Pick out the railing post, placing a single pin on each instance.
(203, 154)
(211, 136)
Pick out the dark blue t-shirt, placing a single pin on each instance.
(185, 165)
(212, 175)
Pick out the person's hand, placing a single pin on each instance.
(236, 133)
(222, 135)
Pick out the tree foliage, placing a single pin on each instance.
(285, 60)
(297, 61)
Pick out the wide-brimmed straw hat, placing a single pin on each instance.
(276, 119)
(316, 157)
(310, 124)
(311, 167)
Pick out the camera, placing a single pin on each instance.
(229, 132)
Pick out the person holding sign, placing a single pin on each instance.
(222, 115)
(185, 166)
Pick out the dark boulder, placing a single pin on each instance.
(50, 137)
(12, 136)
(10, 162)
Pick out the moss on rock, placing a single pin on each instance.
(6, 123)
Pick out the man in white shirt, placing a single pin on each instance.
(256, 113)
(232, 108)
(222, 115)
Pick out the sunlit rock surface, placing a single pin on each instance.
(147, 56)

☆ ☆ ☆ ☆

Assignment.
Restate word for word the lines above, beginning with the one that contains "Pick out the tree" and ending with the last line.

Completed task.
Pick out the tree foliage, placing a single pin on each instance.
(285, 60)
(297, 61)
Pick out the wide-brimmed straw hat, placing a single pin on each instance.
(276, 119)
(316, 157)
(310, 124)
(311, 167)
Pick out the camera, placing a single pin on each instance.
(229, 132)
Pick out the person holding sign, placing a single pin on each instance.
(222, 115)
(185, 166)
Pick out the dark boulder, placing a single pin on each instance.
(50, 137)
(12, 136)
(10, 162)
Pick out the moss on rock, placing a single pin on each instance.
(6, 123)
Pick out the man in white shirt, placing a single pin on each instance.
(256, 113)
(232, 108)
(222, 115)
Pick out the sunlit rock surface, placing a single pin on each instance.
(147, 56)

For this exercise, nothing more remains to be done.